EXERCISE DETAILS -
Reproduce the data below verbatim from the line containing "gray hair, written as integer pixel values." through its final line, and produce nothing more.
-.-.-
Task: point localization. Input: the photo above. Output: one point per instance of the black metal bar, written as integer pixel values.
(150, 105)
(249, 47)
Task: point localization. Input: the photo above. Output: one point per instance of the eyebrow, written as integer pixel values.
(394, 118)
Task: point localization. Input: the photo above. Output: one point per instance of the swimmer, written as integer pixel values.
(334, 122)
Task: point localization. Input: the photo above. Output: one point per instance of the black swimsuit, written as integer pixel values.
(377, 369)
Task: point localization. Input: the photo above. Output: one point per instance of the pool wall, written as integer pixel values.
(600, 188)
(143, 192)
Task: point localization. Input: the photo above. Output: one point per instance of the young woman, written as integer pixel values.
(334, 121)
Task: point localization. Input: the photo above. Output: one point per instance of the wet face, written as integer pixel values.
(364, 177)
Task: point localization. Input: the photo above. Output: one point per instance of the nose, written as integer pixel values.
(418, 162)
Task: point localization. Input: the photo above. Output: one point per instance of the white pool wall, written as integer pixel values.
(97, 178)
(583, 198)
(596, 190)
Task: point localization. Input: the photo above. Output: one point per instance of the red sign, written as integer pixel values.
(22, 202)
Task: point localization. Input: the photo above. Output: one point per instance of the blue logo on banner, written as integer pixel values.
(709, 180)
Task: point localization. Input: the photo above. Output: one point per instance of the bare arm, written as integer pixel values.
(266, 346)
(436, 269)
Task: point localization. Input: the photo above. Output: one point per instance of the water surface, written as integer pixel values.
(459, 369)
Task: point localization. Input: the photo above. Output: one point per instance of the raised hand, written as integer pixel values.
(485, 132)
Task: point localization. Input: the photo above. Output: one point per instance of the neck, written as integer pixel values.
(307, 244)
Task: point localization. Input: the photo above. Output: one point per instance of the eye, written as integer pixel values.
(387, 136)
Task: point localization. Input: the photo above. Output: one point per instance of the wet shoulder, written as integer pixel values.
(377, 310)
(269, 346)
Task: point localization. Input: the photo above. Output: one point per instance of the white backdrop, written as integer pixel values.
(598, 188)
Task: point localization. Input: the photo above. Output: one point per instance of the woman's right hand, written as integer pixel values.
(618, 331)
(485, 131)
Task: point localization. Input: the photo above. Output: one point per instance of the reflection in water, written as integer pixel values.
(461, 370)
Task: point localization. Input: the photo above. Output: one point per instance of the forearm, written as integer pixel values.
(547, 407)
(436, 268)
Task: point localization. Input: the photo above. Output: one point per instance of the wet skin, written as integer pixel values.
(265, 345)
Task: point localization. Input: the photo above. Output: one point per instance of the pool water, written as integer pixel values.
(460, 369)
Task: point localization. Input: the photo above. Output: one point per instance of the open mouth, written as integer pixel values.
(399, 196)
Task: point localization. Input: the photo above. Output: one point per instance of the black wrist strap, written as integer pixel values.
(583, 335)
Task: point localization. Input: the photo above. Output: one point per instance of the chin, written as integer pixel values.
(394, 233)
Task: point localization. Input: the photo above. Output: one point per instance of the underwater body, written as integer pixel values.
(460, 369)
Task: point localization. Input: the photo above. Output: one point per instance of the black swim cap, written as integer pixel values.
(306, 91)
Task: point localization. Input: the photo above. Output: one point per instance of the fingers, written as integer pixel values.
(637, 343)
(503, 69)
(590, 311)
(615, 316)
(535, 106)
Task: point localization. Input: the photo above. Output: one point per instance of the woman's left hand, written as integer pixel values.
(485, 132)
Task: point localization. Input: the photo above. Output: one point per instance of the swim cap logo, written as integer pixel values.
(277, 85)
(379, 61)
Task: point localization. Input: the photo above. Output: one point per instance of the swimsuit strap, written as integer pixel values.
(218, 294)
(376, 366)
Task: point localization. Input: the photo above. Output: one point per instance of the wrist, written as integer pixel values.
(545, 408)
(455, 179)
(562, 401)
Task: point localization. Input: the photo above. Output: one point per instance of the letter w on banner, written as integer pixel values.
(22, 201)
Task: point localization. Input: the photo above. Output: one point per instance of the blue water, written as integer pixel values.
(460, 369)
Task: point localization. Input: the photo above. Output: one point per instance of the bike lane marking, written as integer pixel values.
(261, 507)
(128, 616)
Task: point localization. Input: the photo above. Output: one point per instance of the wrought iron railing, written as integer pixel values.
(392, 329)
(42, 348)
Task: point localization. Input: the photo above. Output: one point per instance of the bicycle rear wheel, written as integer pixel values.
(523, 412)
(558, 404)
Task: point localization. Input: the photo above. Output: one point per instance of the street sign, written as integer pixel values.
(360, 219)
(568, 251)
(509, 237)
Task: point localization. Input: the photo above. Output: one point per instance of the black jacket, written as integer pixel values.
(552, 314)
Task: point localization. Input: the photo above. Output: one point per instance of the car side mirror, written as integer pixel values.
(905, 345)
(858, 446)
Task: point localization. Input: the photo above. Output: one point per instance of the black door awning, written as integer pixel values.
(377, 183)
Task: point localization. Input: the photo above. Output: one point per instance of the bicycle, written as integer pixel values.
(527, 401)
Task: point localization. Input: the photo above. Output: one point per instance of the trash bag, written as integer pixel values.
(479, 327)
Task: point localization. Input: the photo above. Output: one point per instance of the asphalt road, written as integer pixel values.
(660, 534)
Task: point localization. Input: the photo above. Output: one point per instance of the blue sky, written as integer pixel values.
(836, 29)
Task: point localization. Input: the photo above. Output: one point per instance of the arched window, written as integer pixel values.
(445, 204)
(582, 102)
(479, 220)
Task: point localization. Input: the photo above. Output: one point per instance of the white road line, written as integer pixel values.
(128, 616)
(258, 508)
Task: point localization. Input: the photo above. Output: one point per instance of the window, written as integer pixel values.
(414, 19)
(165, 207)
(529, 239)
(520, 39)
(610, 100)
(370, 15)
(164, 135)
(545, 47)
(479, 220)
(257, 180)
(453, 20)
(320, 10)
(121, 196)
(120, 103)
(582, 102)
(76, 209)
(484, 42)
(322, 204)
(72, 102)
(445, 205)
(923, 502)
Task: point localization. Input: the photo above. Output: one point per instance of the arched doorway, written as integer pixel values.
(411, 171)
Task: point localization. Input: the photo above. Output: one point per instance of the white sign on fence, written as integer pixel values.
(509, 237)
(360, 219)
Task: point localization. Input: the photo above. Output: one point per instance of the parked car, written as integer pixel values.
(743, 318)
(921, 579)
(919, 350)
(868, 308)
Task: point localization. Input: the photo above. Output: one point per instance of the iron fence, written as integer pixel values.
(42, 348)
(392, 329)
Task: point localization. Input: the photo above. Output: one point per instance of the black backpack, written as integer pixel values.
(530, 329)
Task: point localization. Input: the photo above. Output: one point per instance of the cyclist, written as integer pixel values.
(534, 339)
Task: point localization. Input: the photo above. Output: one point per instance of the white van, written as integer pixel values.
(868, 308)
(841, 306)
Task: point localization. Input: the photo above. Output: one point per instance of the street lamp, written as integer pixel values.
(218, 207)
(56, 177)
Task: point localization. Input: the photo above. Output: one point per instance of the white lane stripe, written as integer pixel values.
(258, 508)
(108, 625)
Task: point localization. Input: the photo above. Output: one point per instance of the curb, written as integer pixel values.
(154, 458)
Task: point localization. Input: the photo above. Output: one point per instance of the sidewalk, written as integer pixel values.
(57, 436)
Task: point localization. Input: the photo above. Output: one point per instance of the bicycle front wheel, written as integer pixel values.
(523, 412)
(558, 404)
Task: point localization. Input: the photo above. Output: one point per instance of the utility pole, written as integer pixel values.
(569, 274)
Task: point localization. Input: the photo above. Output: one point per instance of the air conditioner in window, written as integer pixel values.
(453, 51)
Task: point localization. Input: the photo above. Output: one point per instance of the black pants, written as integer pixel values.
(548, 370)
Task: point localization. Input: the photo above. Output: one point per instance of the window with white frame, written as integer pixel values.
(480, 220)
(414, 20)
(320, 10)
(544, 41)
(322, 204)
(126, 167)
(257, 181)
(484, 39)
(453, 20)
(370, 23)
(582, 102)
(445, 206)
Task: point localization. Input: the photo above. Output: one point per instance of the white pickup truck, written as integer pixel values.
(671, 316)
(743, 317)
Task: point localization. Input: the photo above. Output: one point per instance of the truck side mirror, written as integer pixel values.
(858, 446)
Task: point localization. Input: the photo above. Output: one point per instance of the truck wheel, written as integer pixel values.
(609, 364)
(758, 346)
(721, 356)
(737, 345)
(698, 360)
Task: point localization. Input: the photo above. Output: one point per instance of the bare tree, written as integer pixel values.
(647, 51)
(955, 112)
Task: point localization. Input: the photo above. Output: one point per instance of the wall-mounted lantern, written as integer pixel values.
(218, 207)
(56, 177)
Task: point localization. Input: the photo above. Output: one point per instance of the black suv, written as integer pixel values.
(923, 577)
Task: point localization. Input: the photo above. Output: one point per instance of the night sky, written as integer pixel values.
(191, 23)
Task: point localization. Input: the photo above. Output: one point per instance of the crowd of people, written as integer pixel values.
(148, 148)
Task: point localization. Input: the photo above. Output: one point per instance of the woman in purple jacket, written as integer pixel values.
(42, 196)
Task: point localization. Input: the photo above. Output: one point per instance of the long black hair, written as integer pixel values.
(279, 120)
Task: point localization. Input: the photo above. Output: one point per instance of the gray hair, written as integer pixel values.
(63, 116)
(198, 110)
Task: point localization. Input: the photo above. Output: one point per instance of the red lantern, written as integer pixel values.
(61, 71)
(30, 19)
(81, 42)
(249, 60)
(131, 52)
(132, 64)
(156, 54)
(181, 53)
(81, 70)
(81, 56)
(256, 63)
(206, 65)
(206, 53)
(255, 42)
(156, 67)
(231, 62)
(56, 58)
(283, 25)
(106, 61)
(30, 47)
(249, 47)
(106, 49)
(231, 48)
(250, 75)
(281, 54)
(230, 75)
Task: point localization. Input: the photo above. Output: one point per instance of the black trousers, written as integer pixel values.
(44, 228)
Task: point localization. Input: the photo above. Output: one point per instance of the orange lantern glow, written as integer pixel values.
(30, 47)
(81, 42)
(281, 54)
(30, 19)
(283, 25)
-.-.-
TASK SOLUTION -
Task: point localization. Input: the photo above. Output: one point per instance of the gray hair, written as integer pixel values.
(63, 116)
(198, 110)
Task: point localization. Input: the photo above. Output: one point per instance of the red lantern, written as integer pixel values.
(61, 71)
(30, 19)
(81, 42)
(249, 60)
(131, 52)
(132, 64)
(156, 54)
(181, 53)
(81, 70)
(81, 56)
(256, 63)
(206, 65)
(206, 53)
(255, 42)
(156, 67)
(231, 62)
(56, 58)
(283, 25)
(106, 61)
(30, 47)
(249, 47)
(106, 49)
(231, 48)
(250, 75)
(281, 54)
(230, 75)
Task: point localization. Input: the photo above. Output: one point per instance of the black trousers, written as integer pixel values.
(44, 228)
Task: point localization. Input: the photo above. Output: one point per instance of the orange lantern glow, written as integer pixel values.
(30, 47)
(81, 42)
(281, 54)
(30, 19)
(283, 25)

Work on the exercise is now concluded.